ASSIGNMENT 1
Translate this sentence from the passage on early childhood memory into Spanish: "This phenomenon is called infantile amnesia."
ASSIGNMENT 2
Write the next part of the passage on early childhood memory, picking up after its final sentence.

━━━ DOCUMENT SEGMENT ━━━

Scientists are looking for ways to tap into memories from early childhood that have previously been thought to be lost forever.
The research could potentially lead to methods of blocking traumatic memories that have a negative impact on adults.
What’s your earliest memory? Try as you might, most of you probably won’t be able to recall anything during the first couple years of your life.
It’s not that we are incapable of remembering anything during our early childhood. Between the ages of two and three, we start developing our motor skills and learn how to communicate; we even begin to understand what we like and don’t like. What we experience during this stage in our lives greatly influences our behavior as adults. Why then are we unable to recall these memories the same way?
This phenomenon is called infantile amnesia. Scientists speculate that the rapid growth of new neurons during this stage is to blame for our inability to recall certain details of our life. The development of new neurons may be interfering with our storage of memories as it clears out older ones.

━━━ PROVIDED DATA ━━━

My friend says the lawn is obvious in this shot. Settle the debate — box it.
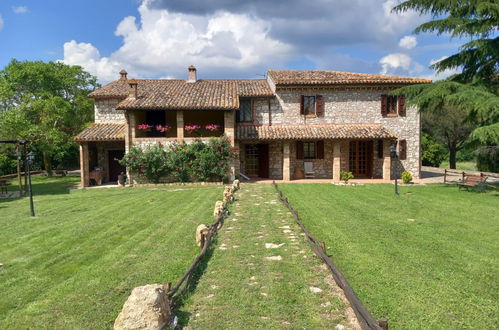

━━━

OUTPUT 1
Este fenómeno se llama amnesia infantil.

OUTPUT 2
On the premise that 17-day old rats (the development equivalent of a toddler in humans) share this same condition, scientists then began to study this condition further. They found that while young rats could recognize a particular section of a box with a shock, this memory could disappear within just a day. In older rats, the memory of the shock was more lasting. The right trigger however could prompt the young rats to remember the shock, implying that we don’t lose the memories, but they actually get stored somewhere in our brain.
Alessio Travaglia from New York University hypothesizes that these latent memories may be responsible for “off days” that we experience as adults. These might be the result of unpleasant, latent memories being triggered.
In comparing the brains of young versus adult rats, they also found several proteins would increase or decrease in the hippocampi of rats. This movement was prompted by learning, not time; and one specific protein, BDNF, shows that it can protect memories in young rats when injected.
Hypothetically, this process could be used on humans to prevent the loss of memory during early years. But the team is keen on studying how this process can also be used to block traumatic memories.
The research is still in its early stage and the team behind it knows the current data they have isn’t ready for testing on humans. Other scientists are also pointing out how different human and rat memories are, making these finding inapplicable to humans. They believe, however, that the result of this study could be significant for our understanding of how human memory works.